依頼内容:
- 1) 以下の「哀切と痛切」と題された文章のうち、「電子計算機とは一極集中の現象が大であるが、その合間を縫って風の一頁を」から「っているのは、ジェリ-藤尾。」までの部分を、両端の語句も含めて一字一句違えずに書き写してください。
- 2) 一覧から、文字列「building」を含む行をすべて抜き出してください。大文字と小文字は区別します。

読む文章:
風のたより

電子計算機とは一極集中の現象が大であるが、その合間を縫って風の一頁を

哀切と痛切

2016-11-19 19:03:38 | 文藝
永六輔作詞、中村八大作曲の「遠くへ行きたい」という歌がヒットした。歌詞も良い、メロディ-も良い。題名も良い。旅へ又は夢への誘い。

多くの人に歌われた。多くの歌手に歌われた。その中で記憶に残っているのは、ジェリ-藤尾。

歌自体は上手いと言う訳でないかも知れないが、情感があった。耳に残った。静かな曲で一人で、ソロで、静かな楽器を傍らに、人の声だけが響く。

誰だったかな、様々な楽器があるが、人の声ほど魅力的なものはないと

微妙な切なさが残った。丁度、西に沈む真っ赤な残照のような。


東京に径書房という小さな出版社がある。山代巴文庫を刊行している出版社である。声を出して読むと、こみち しょぼうである。そこから「哀切と痛切」と言う題名の書籍を刊行している。作者は小栗康平。ホ-ムペイジで検索すると、筑摩書房にいた原田奈翁雄が創業したと。

筑摩書房の創始者は安曇野出身の古田晃。筑摩とは故郷の地名から命名した。当時は臼井吉見、唐木順三も創設に加わった。松本市にはいわゆる芸術家が集まった。今は深志高校となって、質は落ちたが、深志中学時代には芸術家の卵をふ化させたようである。

因みに信州には、信濃の枕言葉のみすずかるから命名したみすず書房もある。昔の出版社は、いわゆる良い本を出していた。知識人を編み出していたな。


「哀切と痛切」は随筆。色々な様々な思いを語っているが、題名の哀切と痛切は師匠であった浦山桐郎の話から拝借している。

浦山桐郎は兵庫県相生市の出身。キュ-ポラのある街、青春の門を撮っている映画監督。私が棄てた女では、ミツは許す女だからぶざまに死ななければならないと言っていたという。

相生湾は母親の子宮のように見えるとも言っていたという。

その浦山桐郎の弟子が小栗康平であった。小栗康平が泥の河を撮るにあたって、浦山桐郎から「哀切なら誰でも撮れる、それが痛切であるかどうかだと」言われたと言う。

人とは色々な面をもっている。感性や思考、すべてを同意できることはないだろう。この考えは支持できるが、あれは支持できないとか。この見方は同意できるが、かの見方は分からないとか、得てしてすべてと言う訳にはいかない。

しかし、言葉は人を表すとも言える。文は人を表すとも言う。言葉ひとつ、思いひとつで、その人の全体を表すこともあり得る。

データセットからの記録:
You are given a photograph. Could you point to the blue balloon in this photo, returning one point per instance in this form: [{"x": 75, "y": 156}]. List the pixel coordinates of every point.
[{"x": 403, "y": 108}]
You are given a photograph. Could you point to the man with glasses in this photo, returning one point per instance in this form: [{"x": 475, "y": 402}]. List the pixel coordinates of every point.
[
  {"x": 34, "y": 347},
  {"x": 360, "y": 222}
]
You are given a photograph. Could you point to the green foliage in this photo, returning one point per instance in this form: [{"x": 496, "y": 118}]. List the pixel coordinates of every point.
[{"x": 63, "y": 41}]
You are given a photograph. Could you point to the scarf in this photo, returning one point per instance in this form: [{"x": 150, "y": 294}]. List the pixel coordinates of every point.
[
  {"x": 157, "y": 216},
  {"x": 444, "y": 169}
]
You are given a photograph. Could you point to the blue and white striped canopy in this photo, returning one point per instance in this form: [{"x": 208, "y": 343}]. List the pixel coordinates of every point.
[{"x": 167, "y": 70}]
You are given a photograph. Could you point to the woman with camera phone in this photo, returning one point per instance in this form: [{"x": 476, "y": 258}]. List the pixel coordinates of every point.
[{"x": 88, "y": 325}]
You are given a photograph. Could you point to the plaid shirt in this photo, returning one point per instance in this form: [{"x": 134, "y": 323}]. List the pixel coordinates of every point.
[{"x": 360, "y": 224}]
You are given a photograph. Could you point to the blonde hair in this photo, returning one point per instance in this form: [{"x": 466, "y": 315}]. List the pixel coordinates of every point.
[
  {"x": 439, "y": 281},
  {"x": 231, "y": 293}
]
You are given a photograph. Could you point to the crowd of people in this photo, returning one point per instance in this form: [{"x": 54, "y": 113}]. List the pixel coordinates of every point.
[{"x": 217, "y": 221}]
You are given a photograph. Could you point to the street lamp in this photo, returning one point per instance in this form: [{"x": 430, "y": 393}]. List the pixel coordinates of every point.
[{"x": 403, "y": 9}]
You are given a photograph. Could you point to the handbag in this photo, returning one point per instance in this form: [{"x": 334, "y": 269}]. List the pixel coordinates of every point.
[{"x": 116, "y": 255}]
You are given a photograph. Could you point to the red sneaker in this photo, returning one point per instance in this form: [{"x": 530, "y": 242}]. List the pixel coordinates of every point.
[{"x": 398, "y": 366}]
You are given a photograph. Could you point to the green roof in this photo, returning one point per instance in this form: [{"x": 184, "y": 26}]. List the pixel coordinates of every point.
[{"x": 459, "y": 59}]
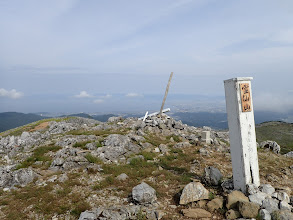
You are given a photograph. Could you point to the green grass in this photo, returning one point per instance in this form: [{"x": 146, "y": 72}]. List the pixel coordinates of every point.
[
  {"x": 103, "y": 133},
  {"x": 93, "y": 159},
  {"x": 18, "y": 131},
  {"x": 39, "y": 155},
  {"x": 45, "y": 201},
  {"x": 280, "y": 132},
  {"x": 81, "y": 144}
]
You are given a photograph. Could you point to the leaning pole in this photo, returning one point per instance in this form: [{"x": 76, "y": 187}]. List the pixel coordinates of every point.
[{"x": 241, "y": 124}]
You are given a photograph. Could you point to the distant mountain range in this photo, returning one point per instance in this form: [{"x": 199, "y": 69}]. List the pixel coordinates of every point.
[{"x": 9, "y": 120}]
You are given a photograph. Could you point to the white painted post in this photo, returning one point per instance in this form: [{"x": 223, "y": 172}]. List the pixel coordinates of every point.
[
  {"x": 206, "y": 137},
  {"x": 242, "y": 132}
]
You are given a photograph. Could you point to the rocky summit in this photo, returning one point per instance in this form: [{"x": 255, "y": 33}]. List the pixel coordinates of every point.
[{"x": 160, "y": 168}]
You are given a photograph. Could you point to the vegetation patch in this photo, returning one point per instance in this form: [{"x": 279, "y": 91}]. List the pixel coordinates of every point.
[
  {"x": 39, "y": 155},
  {"x": 93, "y": 159},
  {"x": 281, "y": 132}
]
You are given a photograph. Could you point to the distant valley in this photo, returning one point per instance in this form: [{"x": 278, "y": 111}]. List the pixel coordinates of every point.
[{"x": 218, "y": 120}]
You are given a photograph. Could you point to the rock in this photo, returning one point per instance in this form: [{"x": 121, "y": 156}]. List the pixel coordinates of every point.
[
  {"x": 164, "y": 148},
  {"x": 252, "y": 189},
  {"x": 270, "y": 204},
  {"x": 248, "y": 209},
  {"x": 285, "y": 206},
  {"x": 264, "y": 214},
  {"x": 204, "y": 152},
  {"x": 213, "y": 175},
  {"x": 193, "y": 192},
  {"x": 88, "y": 215},
  {"x": 201, "y": 204},
  {"x": 63, "y": 177},
  {"x": 258, "y": 197},
  {"x": 196, "y": 213},
  {"x": 227, "y": 186},
  {"x": 272, "y": 145},
  {"x": 282, "y": 215},
  {"x": 182, "y": 145},
  {"x": 144, "y": 194},
  {"x": 215, "y": 204},
  {"x": 267, "y": 188},
  {"x": 283, "y": 196},
  {"x": 122, "y": 177},
  {"x": 118, "y": 146},
  {"x": 289, "y": 154},
  {"x": 234, "y": 197},
  {"x": 114, "y": 119},
  {"x": 232, "y": 214}
]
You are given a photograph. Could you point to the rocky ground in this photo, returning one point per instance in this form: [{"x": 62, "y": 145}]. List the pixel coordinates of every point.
[{"x": 77, "y": 168}]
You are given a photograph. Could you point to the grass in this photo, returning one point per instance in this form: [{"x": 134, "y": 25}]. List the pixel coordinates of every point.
[
  {"x": 93, "y": 159},
  {"x": 103, "y": 133},
  {"x": 18, "y": 131},
  {"x": 45, "y": 201},
  {"x": 39, "y": 155},
  {"x": 81, "y": 144},
  {"x": 280, "y": 132}
]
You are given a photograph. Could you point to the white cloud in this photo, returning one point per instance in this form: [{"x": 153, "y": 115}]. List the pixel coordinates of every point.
[
  {"x": 284, "y": 36},
  {"x": 98, "y": 101},
  {"x": 83, "y": 94},
  {"x": 132, "y": 94},
  {"x": 106, "y": 96},
  {"x": 273, "y": 102},
  {"x": 13, "y": 94}
]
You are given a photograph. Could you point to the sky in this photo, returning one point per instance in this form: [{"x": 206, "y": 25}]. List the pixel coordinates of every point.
[{"x": 111, "y": 56}]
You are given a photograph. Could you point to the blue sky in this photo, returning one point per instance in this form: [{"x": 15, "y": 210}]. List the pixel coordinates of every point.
[{"x": 103, "y": 56}]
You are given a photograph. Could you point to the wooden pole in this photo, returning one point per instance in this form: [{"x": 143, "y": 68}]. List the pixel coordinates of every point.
[{"x": 166, "y": 93}]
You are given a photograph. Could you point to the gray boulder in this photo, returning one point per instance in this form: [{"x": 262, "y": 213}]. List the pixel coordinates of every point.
[
  {"x": 270, "y": 204},
  {"x": 213, "y": 175},
  {"x": 267, "y": 188},
  {"x": 118, "y": 146},
  {"x": 21, "y": 177},
  {"x": 193, "y": 192},
  {"x": 264, "y": 214},
  {"x": 258, "y": 197},
  {"x": 272, "y": 145},
  {"x": 289, "y": 154},
  {"x": 282, "y": 215},
  {"x": 144, "y": 194}
]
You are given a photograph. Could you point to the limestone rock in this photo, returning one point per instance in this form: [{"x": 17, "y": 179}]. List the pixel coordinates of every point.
[
  {"x": 283, "y": 196},
  {"x": 289, "y": 154},
  {"x": 122, "y": 177},
  {"x": 272, "y": 145},
  {"x": 264, "y": 214},
  {"x": 213, "y": 175},
  {"x": 282, "y": 215},
  {"x": 144, "y": 194},
  {"x": 267, "y": 188},
  {"x": 182, "y": 145},
  {"x": 285, "y": 206},
  {"x": 258, "y": 197},
  {"x": 164, "y": 148},
  {"x": 252, "y": 189},
  {"x": 232, "y": 214},
  {"x": 215, "y": 204},
  {"x": 270, "y": 204},
  {"x": 234, "y": 197},
  {"x": 248, "y": 209},
  {"x": 193, "y": 192},
  {"x": 196, "y": 213}
]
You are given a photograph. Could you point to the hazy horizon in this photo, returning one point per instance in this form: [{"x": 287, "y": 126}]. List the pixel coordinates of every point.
[{"x": 107, "y": 56}]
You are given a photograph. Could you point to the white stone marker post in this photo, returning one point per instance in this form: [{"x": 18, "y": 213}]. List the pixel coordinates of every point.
[{"x": 242, "y": 132}]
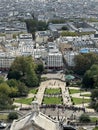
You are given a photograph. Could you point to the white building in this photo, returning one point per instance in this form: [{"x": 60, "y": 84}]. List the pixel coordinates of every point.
[
  {"x": 69, "y": 57},
  {"x": 35, "y": 120},
  {"x": 54, "y": 61},
  {"x": 5, "y": 61}
]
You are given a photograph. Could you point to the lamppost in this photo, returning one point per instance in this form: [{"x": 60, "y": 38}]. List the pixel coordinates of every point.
[{"x": 83, "y": 101}]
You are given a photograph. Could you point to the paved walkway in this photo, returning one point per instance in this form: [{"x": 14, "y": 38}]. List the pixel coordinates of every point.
[{"x": 54, "y": 84}]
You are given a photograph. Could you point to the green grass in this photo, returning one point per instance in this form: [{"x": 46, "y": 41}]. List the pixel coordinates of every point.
[
  {"x": 86, "y": 95},
  {"x": 53, "y": 91},
  {"x": 96, "y": 128},
  {"x": 3, "y": 116},
  {"x": 24, "y": 100},
  {"x": 52, "y": 100},
  {"x": 93, "y": 119},
  {"x": 72, "y": 91},
  {"x": 80, "y": 100},
  {"x": 33, "y": 91}
]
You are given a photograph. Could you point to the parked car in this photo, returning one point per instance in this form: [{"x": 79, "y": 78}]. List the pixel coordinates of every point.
[{"x": 2, "y": 124}]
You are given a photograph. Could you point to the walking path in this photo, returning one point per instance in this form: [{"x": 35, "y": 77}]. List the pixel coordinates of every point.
[{"x": 54, "y": 84}]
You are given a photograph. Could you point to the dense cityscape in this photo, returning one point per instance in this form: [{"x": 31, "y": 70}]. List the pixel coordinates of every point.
[{"x": 49, "y": 64}]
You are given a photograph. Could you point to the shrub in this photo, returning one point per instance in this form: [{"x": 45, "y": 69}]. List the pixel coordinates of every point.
[
  {"x": 84, "y": 118},
  {"x": 12, "y": 116}
]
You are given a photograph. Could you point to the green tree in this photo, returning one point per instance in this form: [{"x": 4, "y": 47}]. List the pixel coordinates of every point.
[
  {"x": 90, "y": 78},
  {"x": 40, "y": 68},
  {"x": 84, "y": 118},
  {"x": 12, "y": 83},
  {"x": 83, "y": 62},
  {"x": 22, "y": 89},
  {"x": 1, "y": 79},
  {"x": 94, "y": 99},
  {"x": 26, "y": 69},
  {"x": 5, "y": 101},
  {"x": 13, "y": 115},
  {"x": 4, "y": 88}
]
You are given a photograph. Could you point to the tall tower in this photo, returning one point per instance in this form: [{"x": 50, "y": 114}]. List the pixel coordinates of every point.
[{"x": 35, "y": 106}]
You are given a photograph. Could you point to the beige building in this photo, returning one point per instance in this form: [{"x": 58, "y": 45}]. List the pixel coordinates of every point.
[{"x": 35, "y": 120}]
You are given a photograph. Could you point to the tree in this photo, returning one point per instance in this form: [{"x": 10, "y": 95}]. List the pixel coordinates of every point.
[
  {"x": 5, "y": 101},
  {"x": 64, "y": 28},
  {"x": 39, "y": 68},
  {"x": 90, "y": 78},
  {"x": 22, "y": 89},
  {"x": 1, "y": 79},
  {"x": 83, "y": 62},
  {"x": 12, "y": 83},
  {"x": 26, "y": 69},
  {"x": 4, "y": 88},
  {"x": 13, "y": 115},
  {"x": 84, "y": 118},
  {"x": 94, "y": 99}
]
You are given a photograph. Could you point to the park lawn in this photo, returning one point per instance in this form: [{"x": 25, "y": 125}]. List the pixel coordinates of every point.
[
  {"x": 72, "y": 91},
  {"x": 53, "y": 91},
  {"x": 80, "y": 100},
  {"x": 33, "y": 90},
  {"x": 3, "y": 117},
  {"x": 96, "y": 128},
  {"x": 24, "y": 100},
  {"x": 93, "y": 119},
  {"x": 86, "y": 95},
  {"x": 52, "y": 100}
]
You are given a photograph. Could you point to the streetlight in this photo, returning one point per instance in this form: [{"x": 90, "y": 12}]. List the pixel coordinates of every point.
[{"x": 83, "y": 101}]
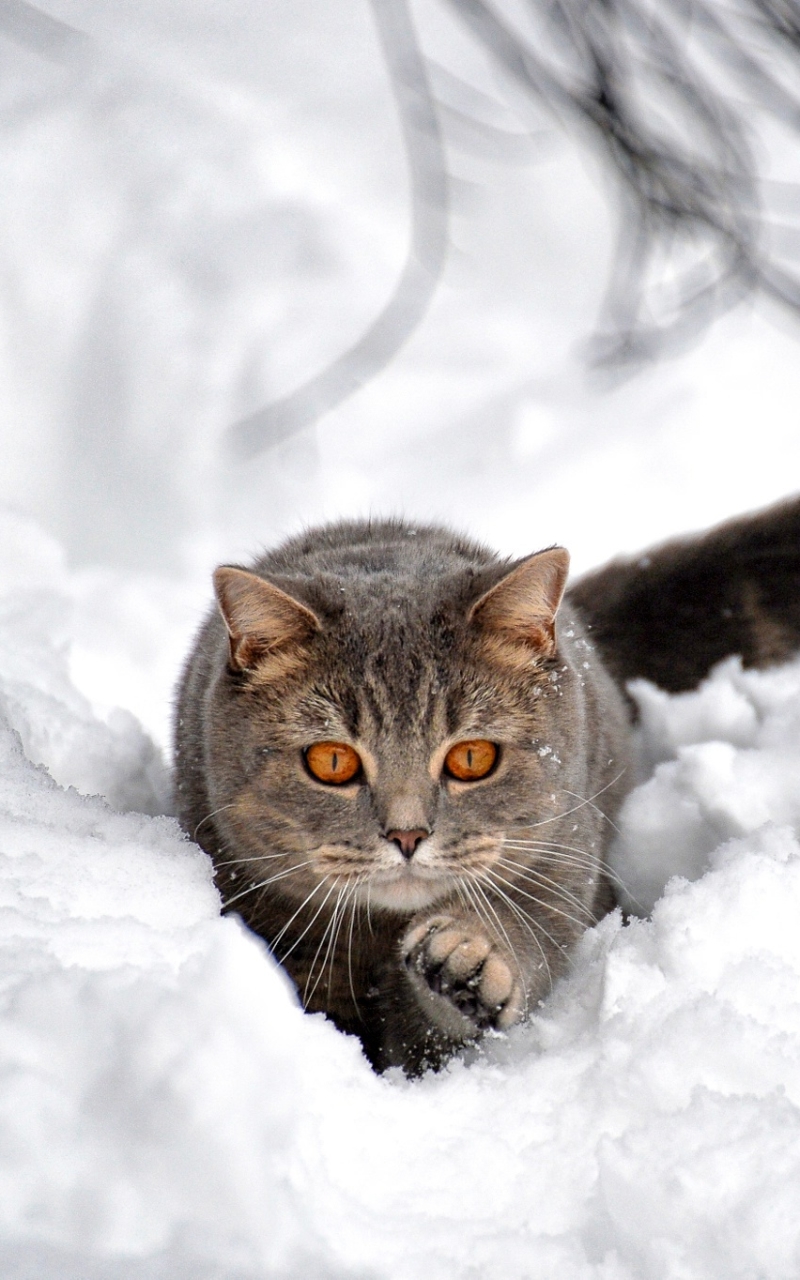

課題ごとの出力:
- 1)
電子計算機とは一極集中の現象が大であるが、その合間を縫って風の一頁を

哀切と痛切

2016-11-19 19:03:38 | 文藝
永六輔作詞、中村八大作曲の「遠くへ行きたい」という歌がヒットした。歌詞も良い、メロディ-も良い。題名も良い。旅へ又は夢への誘い。

多くの人に歌われた。多くの歌手に歌われた。その中で記憶に残っているのは、ジェリ-藤尾。

- 2)
You are given a photograph. Could you point to the white building in this photo, returning one point per instance in this form: [{"x": 60, "y": 84}]. List the pixel coordinates of every point.
You are given a photograph. Could you point to the beige building in this photo, returning one point per instance in this form: [{"x": 58, "y": 45}]. List the pixel coordinates of every point.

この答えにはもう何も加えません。